▶ To do
Extract every row below and reproduce each one unchanged, with all of its coordinate lines in their original order.

[Excerpts from a point labeling dataset]
------------------------------------

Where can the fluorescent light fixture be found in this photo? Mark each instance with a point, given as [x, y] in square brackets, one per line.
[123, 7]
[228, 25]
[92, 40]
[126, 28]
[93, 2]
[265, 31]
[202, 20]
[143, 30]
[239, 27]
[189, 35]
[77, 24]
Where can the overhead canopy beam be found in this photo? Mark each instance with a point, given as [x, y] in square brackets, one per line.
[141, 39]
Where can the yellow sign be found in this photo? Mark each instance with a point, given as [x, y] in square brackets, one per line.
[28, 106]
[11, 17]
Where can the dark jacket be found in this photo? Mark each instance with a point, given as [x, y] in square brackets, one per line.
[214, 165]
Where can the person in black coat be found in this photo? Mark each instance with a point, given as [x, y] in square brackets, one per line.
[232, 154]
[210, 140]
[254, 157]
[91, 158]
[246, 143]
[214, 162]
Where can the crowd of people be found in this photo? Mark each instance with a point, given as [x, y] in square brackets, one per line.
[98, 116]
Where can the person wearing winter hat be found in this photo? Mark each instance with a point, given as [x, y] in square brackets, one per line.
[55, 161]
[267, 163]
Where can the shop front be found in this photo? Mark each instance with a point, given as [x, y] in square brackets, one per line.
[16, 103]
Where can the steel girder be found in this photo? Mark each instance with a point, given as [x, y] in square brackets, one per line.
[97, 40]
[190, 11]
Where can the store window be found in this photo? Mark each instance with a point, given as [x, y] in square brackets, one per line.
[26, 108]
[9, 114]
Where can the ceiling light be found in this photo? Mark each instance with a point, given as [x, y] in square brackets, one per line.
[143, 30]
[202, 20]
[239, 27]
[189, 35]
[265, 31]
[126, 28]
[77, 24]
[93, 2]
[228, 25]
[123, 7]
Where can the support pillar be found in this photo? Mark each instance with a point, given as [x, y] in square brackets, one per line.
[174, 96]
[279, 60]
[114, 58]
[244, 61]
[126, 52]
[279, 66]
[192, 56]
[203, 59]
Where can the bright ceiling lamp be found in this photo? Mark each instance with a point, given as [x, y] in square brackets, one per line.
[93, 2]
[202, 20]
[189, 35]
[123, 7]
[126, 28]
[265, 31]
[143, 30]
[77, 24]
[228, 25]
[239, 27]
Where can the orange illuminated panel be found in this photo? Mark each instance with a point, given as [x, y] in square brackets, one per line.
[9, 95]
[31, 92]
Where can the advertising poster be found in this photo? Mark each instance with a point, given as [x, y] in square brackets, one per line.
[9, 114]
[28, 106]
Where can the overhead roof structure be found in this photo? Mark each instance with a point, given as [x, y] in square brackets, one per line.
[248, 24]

------------------------------------

▶ Task solution
Where can the fluorescent light fixture be found in this photo? Mark each instance with a point, given as [x, y] in square brackets, one per line.
[123, 7]
[228, 25]
[92, 40]
[126, 28]
[93, 2]
[265, 31]
[202, 20]
[143, 30]
[239, 27]
[189, 35]
[77, 24]
Where can the overhead canopy beam be found in this photo? Mark each instance with a point, given as [x, y] in square brackets, one per line.
[141, 39]
Where can the yellow sign be found in this photo? Mark each instance with a point, given as [x, y] in square brackets, one per line.
[28, 106]
[11, 17]
Where can the dark jacket be found in this photo? Mark each instance with a point, given as [x, y] in square brackets, one per line.
[214, 165]
Where can the person in black coat be found in this photo? Mark each instance with a point, given as [x, y] in square brackets, one per line.
[232, 154]
[210, 140]
[254, 157]
[91, 158]
[246, 143]
[214, 162]
Where can the crowd of people be found in this photo? Mark each instance with a point, given as [x, y] in square brackets, one per line.
[98, 116]
Where can the person wearing winter hat be found in this photo? Mark each instance with a point, given as [x, y] in square brackets, one per line.
[55, 161]
[267, 163]
Where can the shop front be found in this photo? Mark each instance with a point, given as [x, y] in square brackets, one per line.
[16, 103]
Where can the steel girder be found in this photo? Mark each instance with a point, given as [x, y] in square brackets, one per line.
[97, 40]
[190, 11]
Where can the store window be found in this photo? Mark each instance with a point, given as [x, y] in square brackets, one per line.
[26, 108]
[9, 114]
Where can the ceiling light be found in this photo? Mark each instance with a point, given as [x, y] in square brackets, one per line.
[143, 30]
[202, 20]
[239, 27]
[189, 35]
[265, 31]
[126, 28]
[77, 24]
[93, 2]
[228, 25]
[123, 7]
Where can the support pillar be found in this photo? Mark each instance with a point, given as [x, y] in square brackets, one per line.
[174, 96]
[279, 60]
[114, 58]
[244, 61]
[126, 52]
[279, 66]
[192, 56]
[203, 59]
Where can the bright ceiling lamp be found in this photo? Mark each instance with a point, given as [x, y] in square brackets, one per line.
[93, 2]
[202, 20]
[189, 35]
[123, 7]
[126, 28]
[265, 31]
[143, 30]
[77, 24]
[228, 25]
[239, 27]
Where can the orange illuminated panel be found in this photo? Mark each instance with a point, given as [x, y] in square brackets, one per line.
[9, 95]
[31, 92]
Where can the advertising poster be found in this photo? Mark each instance with a point, given as [x, y] in square brackets, one per line.
[9, 114]
[28, 106]
Where can the overhead roof structure be found in this photo? Mark each instance with a point, given as [x, y] in square brackets, one per line.
[248, 24]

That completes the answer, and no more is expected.